#### Consigna 1:
En el relato sobre el Día de los Santos y de los Muertos, ¿qué se hacía con los nichos y panteones unas semanas antes de esas fechas?
#### Consigna 2:
Prolonga el relato sobre el Día de los Santos y de los Muertos a partir de su última oración.

#### Texto de lectura:
◇ ◇ ◇ ◇ ◇ ◇ ◇

Teresita Giuliano
Los 1° y 2 de noviembre se conmemora en nuestro país el Día de los
Santos y de los Muertos.
Recuerdo que cuando era niña para esa ocasión, ya unas semanas antes,
se limpiaban y pintaban los nichos y panteones que guardaban los restos de los
seres queridos. Había que adecentarlos para recibir a las visitas, que en esos
dos días se dedicarían a recorrer los cementerios de la zona.
Las familias organizaban con antelación los días y horarios en los que
acompañarían a los muertos, ya que algunos se encontraban enterrados en
distintos pueblos.
La ocasión ameritaba ropa nueva (los vestidos veraniegos se estrenaban
allí), también zapatos; sacos y corbatas en los hombres, por supuesto.

◇ ◇ ◇ ◇ ◇ ◇ ◇

#### Material proporcionado:
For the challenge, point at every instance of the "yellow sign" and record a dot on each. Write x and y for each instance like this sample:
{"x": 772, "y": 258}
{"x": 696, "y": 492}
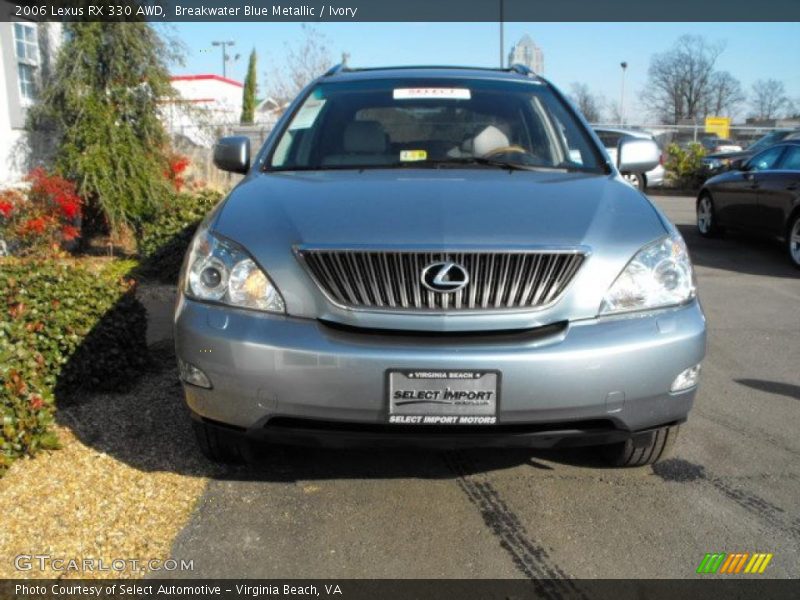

◇ ◇ ◇ ◇ ◇ ◇ ◇

#### Respuesta 1:
Se limpiaban y pintaban para adecentarlos antes de recibir a las visitas.

#### Respuesta 2:
En la mayoría de los pueblos del interior, el cementerio se encuentra
alejado unos cuantos kilómetros del mismo, razón por la cual la gente, una vez
llegada, se instalaba dispuesta a pasar unas cuantas horas. Las familias más
pudientes y tradicionales contaban con amplios panteones equipados con bancos y
a resguardo del sol, donde se originaban verdaderas tertulias. Se recibían
parientes que venían únicamente esa vez en el año, generándose un clima
festivo, no exento de lágrimas y emociones. También los chicos disfrutábamos y
jugábamos a las escondidas entre los nichos y las tumbas. Toda esa algarabía
era permitida y aceptada con normalidad.
Afuera del cementerio, los protagonistas eran los vendedores que
aprovechaban el momento para hacerse de unos pesos.
Se colocaban unos tablones para la venta de golosinas y bebidas. Estas se
enfriaban en grandes tachos con hielo. Y para felicidad de los chicos… ¡los
primeros helados del verano!
Esos días eran feriados, a nadie se le hubiera ocurrido ir a trabajar.
Al día siguiente, cuando volvíamos a la escuela, la pregunta obligada
era: “¿Fuiste al cementerio ayer?”.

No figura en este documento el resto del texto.